(Data Opens)
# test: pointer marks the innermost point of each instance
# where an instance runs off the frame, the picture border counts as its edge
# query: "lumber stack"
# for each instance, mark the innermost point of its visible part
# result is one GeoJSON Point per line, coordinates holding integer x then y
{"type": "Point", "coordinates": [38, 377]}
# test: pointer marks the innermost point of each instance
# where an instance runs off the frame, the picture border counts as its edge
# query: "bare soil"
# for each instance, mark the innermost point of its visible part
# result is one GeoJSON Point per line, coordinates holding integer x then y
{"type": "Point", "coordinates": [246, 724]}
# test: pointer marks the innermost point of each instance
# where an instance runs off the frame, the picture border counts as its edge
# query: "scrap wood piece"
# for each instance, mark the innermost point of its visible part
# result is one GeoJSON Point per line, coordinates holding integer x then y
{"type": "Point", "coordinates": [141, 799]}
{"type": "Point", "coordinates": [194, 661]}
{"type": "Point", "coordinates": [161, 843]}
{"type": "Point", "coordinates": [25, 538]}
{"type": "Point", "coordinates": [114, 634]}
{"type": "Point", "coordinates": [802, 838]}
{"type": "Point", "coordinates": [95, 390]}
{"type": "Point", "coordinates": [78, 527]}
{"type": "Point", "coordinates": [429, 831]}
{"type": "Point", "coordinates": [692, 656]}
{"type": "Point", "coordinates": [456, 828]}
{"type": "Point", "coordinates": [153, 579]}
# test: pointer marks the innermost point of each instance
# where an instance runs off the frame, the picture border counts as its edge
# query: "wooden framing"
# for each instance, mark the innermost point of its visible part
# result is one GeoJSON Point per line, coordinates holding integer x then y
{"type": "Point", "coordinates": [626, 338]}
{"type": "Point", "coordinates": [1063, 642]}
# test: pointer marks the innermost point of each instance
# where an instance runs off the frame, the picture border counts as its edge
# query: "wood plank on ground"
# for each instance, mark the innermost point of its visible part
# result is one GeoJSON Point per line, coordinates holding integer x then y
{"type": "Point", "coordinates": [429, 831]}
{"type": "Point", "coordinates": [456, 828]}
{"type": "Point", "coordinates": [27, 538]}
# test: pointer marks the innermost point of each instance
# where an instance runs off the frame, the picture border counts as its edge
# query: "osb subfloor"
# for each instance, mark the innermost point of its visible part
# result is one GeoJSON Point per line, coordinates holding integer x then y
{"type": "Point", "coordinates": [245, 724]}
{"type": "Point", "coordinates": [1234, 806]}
(Data Closes)
▶ [What the exercise asks]:
For the word "query", show every line of the entries that holds it.

▶ [Task response]:
# query: "lumber stack"
# query: "bare soil"
# query: "scrap wood piece"
# query: "wooden framing"
# query: "wood plank on ground"
# query: "osb subfloor"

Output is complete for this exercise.